Problem. For the word "wall", find each line in the entries where it occurs and copy that line.

Records from a data collection.
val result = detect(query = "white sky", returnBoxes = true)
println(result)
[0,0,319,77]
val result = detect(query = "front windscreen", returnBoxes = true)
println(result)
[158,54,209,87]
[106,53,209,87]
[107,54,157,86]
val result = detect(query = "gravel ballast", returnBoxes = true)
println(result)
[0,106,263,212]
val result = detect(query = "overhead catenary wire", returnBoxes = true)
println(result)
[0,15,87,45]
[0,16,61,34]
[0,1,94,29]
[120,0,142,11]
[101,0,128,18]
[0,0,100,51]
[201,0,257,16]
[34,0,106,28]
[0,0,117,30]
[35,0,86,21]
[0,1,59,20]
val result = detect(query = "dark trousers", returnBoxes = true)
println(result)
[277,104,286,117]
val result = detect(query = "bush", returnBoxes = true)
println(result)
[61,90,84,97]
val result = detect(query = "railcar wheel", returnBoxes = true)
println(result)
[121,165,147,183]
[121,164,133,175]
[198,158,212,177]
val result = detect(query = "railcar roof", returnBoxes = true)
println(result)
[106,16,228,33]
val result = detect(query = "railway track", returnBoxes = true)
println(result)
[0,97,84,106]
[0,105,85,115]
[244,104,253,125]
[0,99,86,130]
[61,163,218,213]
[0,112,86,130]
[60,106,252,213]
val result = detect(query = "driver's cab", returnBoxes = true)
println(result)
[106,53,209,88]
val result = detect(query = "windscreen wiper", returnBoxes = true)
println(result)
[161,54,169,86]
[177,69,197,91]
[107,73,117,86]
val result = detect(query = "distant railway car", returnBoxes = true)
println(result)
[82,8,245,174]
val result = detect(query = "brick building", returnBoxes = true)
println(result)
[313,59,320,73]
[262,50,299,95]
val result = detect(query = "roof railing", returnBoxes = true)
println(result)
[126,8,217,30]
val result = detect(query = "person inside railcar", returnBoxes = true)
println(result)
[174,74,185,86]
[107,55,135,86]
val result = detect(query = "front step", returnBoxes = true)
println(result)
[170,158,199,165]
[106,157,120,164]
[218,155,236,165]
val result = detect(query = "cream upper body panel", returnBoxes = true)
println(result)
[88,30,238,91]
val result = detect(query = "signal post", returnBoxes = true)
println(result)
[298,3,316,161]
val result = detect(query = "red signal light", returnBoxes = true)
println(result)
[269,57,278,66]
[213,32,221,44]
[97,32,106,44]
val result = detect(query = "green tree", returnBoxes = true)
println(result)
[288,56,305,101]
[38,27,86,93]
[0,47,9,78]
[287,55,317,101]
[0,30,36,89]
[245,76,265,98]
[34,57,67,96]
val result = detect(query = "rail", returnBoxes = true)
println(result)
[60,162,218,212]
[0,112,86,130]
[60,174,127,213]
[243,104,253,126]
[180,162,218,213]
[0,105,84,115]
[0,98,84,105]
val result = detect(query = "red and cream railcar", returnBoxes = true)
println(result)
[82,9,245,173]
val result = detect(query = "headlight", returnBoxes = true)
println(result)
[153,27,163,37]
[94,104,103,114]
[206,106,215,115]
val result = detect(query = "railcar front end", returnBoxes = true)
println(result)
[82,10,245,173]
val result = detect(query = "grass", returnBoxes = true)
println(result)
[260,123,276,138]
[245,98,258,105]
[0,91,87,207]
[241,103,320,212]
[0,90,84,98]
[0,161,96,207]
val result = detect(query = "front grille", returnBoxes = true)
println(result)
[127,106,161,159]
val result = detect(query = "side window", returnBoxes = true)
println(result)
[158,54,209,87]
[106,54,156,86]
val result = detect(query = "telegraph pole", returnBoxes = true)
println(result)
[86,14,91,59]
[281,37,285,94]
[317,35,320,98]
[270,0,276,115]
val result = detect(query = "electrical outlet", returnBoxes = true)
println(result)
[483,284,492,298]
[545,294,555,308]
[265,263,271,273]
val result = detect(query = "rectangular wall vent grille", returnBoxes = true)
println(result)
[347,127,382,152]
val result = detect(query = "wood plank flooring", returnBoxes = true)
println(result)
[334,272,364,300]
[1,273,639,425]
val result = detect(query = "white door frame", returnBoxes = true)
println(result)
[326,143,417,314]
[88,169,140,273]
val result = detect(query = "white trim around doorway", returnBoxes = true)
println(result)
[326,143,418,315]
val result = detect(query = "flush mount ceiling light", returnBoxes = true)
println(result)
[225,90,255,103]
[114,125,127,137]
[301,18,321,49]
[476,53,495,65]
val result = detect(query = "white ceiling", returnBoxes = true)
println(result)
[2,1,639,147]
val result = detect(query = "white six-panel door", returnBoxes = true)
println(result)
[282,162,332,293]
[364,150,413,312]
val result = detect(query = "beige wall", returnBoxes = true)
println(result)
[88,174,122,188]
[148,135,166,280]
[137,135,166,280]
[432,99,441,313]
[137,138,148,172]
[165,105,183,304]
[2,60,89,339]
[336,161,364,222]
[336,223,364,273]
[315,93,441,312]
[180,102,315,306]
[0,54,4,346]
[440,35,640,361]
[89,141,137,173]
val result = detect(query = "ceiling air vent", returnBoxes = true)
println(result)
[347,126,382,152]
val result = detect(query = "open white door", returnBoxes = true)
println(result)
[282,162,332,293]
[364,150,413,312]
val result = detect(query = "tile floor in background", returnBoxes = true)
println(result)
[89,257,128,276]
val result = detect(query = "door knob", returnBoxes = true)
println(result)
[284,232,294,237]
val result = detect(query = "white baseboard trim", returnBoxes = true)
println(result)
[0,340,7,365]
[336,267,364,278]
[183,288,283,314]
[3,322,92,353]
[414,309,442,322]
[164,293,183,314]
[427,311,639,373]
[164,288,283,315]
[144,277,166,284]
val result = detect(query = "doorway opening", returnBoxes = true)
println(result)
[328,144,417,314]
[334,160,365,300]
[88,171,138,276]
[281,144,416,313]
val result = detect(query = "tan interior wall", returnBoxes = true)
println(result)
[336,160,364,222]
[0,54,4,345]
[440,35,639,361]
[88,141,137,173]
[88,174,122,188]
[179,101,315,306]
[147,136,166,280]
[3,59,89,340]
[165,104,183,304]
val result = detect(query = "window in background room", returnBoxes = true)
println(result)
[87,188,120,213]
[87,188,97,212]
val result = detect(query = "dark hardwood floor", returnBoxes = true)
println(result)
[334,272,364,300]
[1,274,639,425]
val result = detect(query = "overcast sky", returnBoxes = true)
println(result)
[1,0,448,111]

Expected answer.
val result = detect(query = "rectangular wall vent grille", returnBoxes = true)
val result = detect(query = "beige wall", returnBoxes = true)
val result = detect(query = "tan interior wall", returnBoxes = true)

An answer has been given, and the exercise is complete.